## Aim
Reproduce the records below word for word, leaving out the pictures.

## Provided records
^^^^^^^^

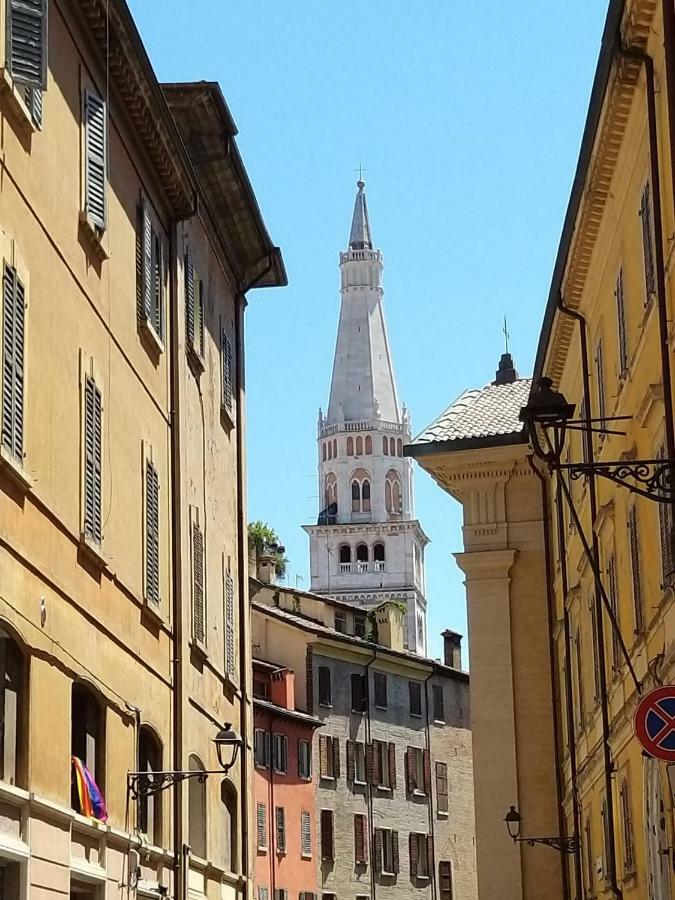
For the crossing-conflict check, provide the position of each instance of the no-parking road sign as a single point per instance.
(655, 723)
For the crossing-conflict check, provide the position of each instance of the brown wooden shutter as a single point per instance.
(392, 765)
(351, 761)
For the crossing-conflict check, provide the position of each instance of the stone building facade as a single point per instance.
(125, 253)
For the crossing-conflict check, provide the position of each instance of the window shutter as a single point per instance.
(95, 145)
(151, 532)
(394, 848)
(231, 661)
(13, 328)
(198, 584)
(351, 761)
(392, 765)
(92, 460)
(27, 42)
(442, 786)
(412, 844)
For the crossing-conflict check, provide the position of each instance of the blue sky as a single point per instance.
(467, 118)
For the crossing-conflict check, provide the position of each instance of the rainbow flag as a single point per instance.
(92, 803)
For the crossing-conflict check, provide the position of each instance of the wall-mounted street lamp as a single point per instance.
(141, 785)
(561, 844)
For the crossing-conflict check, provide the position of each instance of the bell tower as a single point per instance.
(367, 546)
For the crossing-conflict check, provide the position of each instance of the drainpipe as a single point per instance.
(608, 764)
(551, 610)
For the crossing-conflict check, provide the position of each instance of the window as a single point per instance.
(648, 243)
(151, 533)
(280, 753)
(325, 692)
(356, 762)
(386, 851)
(261, 748)
(327, 835)
(280, 819)
(95, 160)
(13, 332)
(93, 438)
(634, 545)
(421, 861)
(150, 807)
(415, 697)
(261, 825)
(359, 696)
(87, 737)
(439, 705)
(360, 839)
(380, 682)
(198, 593)
(622, 333)
(445, 880)
(304, 759)
(442, 787)
(306, 833)
(197, 809)
(329, 757)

^^^^^^^^

## Task solution
For the crossing-conflict check, provide the position of each instance of the no-parking road sign as a single point per instance.
(655, 723)
For the crossing-conflict check, provide the position of each instance of the brown wooden shutter as a single point per instance.
(392, 765)
(351, 761)
For the crossing-conflict check, provide the position of each instance of the stone building facade as a single point per instance.
(125, 253)
For the crossing-conflict check, provide the position of each instance of the window shutter as a single point per instance.
(95, 145)
(151, 532)
(394, 848)
(231, 661)
(13, 328)
(198, 584)
(351, 761)
(392, 765)
(92, 460)
(27, 42)
(442, 786)
(412, 844)
For the crossing-conflict check, provide the position of each instance of the blue sky as a single point per instance.
(467, 118)
For the crossing-conflict check, provide the position of each instance of the rainbow flag as a single point per instance.
(92, 803)
For the crossing-conflict check, provide the position of each instance of the wall-mounted street lamp as a single point per instance.
(141, 785)
(561, 844)
For the crossing-conflict check, provide the position of each instance of the bell tower as a single point per instance.
(367, 546)
For the crossing-conflict check, provide the position of each instance of the drainpipe as a single point per instance.
(608, 764)
(551, 610)
For the crossing-conflict check, provide the position of each instance of the window as a single point per instance.
(648, 243)
(151, 533)
(280, 753)
(325, 692)
(356, 762)
(386, 851)
(261, 748)
(327, 835)
(280, 819)
(95, 160)
(13, 332)
(93, 438)
(634, 545)
(421, 861)
(150, 807)
(415, 697)
(261, 825)
(359, 696)
(87, 737)
(439, 705)
(360, 839)
(380, 682)
(198, 593)
(622, 333)
(445, 880)
(304, 759)
(442, 787)
(306, 833)
(197, 809)
(329, 757)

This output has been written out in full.